-- Document start --
Le 2013-03-11 à 12:41, "Fred Baker (fred)" <fred(_at_)cisco(_dot_)com> a écrit :


On Mar 10, 2013, at 1:57 PM, Spencer Dawkins 
<spencer(_at_)wonderhamster(_dot_)org> wrote:

On 3/10/2013 5:22 AM, IETF Diversity wrote:

I'm listed as a signatory and agree that this is important.

There are several steps that could be taken, in the short-term within
our existing BCPs, to address this problem:

    - Each of the confirming bodies (the ISOC Board for the IAB, the
      IAB for the IESG, and the IESG for the IAOC) could make a
      public statement at the beginning of each year's nominations
      process that they will not confirm a slate unless it
      contributes to increased diversity within the IETF leadership,
      or it is accompanied by a detailed explanation of what
      steps were taken to select a more diverse slate and why it was
      not possible to do so.

I'd ask that people think about what the confirming bodies should be willing 
to say, along these lines. It seems a bit strong to me, but I'm not sure 
what the community is comfortable with.

Personally, I'm uncomfortable with the above statement. Yes, diversity is a 
good thing, and I'm all for it. However, I don't think it is a fundamental 
goal; the fundamental goal is (as Jari said) to get the best people for the 
job from the available talent pool. I don't know that political correctness 
automatically helps there.
-- Document end --
-- Listing start --
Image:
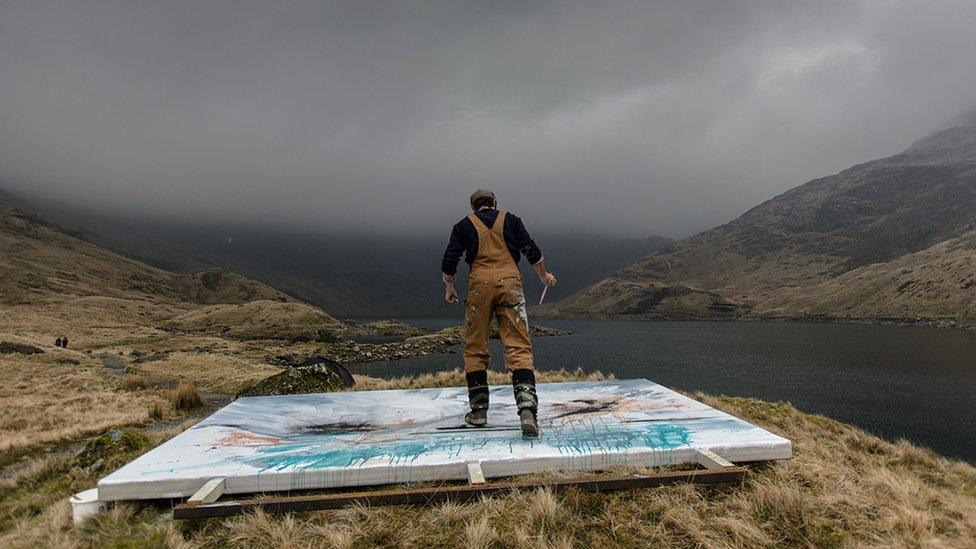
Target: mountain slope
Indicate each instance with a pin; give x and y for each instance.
(43, 261)
(894, 237)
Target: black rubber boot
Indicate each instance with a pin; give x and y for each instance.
(477, 398)
(523, 381)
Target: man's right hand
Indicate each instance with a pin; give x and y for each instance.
(450, 293)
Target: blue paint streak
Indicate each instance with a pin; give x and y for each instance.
(575, 439)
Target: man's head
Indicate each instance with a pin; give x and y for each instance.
(482, 198)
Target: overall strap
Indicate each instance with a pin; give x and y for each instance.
(499, 226)
(479, 225)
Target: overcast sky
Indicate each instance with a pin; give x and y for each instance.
(632, 118)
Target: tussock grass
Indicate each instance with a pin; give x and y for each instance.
(135, 382)
(844, 488)
(43, 400)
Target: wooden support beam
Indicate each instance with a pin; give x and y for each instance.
(711, 460)
(208, 493)
(475, 474)
(453, 492)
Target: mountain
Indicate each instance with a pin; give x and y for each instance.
(891, 238)
(348, 275)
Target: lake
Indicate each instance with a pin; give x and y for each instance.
(915, 383)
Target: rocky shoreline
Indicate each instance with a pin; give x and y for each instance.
(446, 341)
(947, 323)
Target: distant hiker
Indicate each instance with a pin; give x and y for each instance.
(492, 243)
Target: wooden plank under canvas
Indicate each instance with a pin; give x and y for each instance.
(332, 440)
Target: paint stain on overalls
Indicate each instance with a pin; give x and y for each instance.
(495, 291)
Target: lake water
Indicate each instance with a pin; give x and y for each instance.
(897, 382)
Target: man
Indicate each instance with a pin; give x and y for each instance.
(492, 243)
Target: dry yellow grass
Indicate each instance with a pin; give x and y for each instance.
(43, 400)
(843, 488)
(185, 396)
(211, 372)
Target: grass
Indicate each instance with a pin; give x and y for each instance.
(185, 397)
(43, 400)
(843, 488)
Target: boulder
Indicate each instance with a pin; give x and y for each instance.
(315, 375)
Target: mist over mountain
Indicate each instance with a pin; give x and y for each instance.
(392, 275)
(890, 238)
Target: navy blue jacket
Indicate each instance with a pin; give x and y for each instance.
(464, 240)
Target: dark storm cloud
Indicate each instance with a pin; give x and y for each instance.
(633, 117)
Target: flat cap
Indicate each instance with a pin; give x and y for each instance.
(481, 193)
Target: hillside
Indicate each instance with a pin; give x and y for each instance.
(891, 238)
(54, 281)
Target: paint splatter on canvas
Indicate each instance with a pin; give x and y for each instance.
(379, 437)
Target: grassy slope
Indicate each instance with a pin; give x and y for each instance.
(844, 487)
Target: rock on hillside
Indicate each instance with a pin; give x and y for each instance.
(888, 238)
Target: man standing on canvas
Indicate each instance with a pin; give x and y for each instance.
(492, 243)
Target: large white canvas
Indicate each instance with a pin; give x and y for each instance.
(330, 440)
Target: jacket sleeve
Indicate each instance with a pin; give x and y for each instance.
(524, 242)
(453, 253)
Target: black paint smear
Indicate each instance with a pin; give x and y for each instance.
(591, 407)
(336, 428)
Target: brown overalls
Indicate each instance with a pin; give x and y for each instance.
(495, 289)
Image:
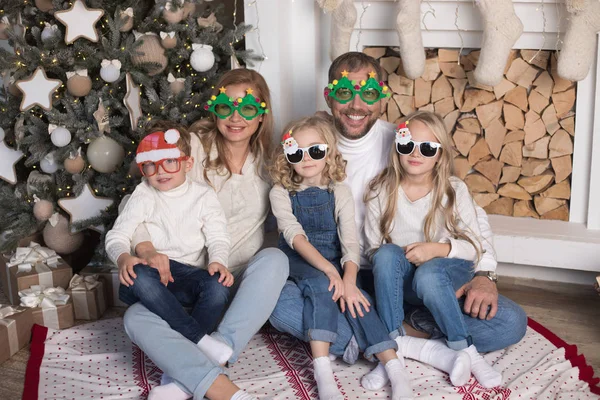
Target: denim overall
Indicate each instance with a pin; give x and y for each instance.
(314, 208)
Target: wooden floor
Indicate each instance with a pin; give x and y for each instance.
(570, 311)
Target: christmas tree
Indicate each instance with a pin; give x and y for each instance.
(81, 81)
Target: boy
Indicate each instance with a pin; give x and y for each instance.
(185, 221)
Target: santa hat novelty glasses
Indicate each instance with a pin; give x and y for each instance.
(249, 107)
(405, 145)
(159, 149)
(344, 90)
(295, 154)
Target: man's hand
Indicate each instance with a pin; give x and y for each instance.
(160, 262)
(226, 278)
(420, 253)
(125, 262)
(354, 299)
(481, 294)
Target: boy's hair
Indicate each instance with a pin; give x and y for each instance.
(352, 62)
(387, 184)
(283, 172)
(183, 143)
(260, 142)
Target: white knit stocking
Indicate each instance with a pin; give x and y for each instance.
(579, 43)
(408, 24)
(501, 29)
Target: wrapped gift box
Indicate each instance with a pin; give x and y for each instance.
(109, 275)
(88, 297)
(15, 330)
(32, 265)
(51, 307)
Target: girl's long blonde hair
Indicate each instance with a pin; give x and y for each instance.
(387, 184)
(283, 173)
(209, 135)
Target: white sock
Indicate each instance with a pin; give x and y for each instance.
(501, 29)
(169, 391)
(408, 25)
(325, 381)
(376, 379)
(396, 370)
(214, 349)
(437, 354)
(485, 374)
(241, 395)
-- Listing end --
→ Challenges:
(1) Retype the part of the IETF diversity email starting with "On Mar 10, 2013, at" and going on through "this is important.".
(2) In two sentences, summarize the IETF diversity email.
(3) According to the IETF diversity email, which body confirms the IESG?

→ Written responses:
(1)
On Mar 10, 2013, at 1:57 PM, Spencer Dawkins 
<spencer(_at_)wonderhamster(_dot_)org> wrote:

On 3/10/2013 5:22 AM, IETF Diversity wrote:

I'm listed as a signatory and agree that this is important.

(2) A message from IETF Diversity proposes that the confirming bodies announce each year that they will not confirm a slate unless it increases diversity in IETF leadership or comes with a detailed explanation of why a more diverse slate was not possible. The replies call this a bit strong or say they are uncomfortable with it, and one writer argues that the fundamental goal is getting the best people for the job from the available talent pool.

(3) The IAB confirms the IESG.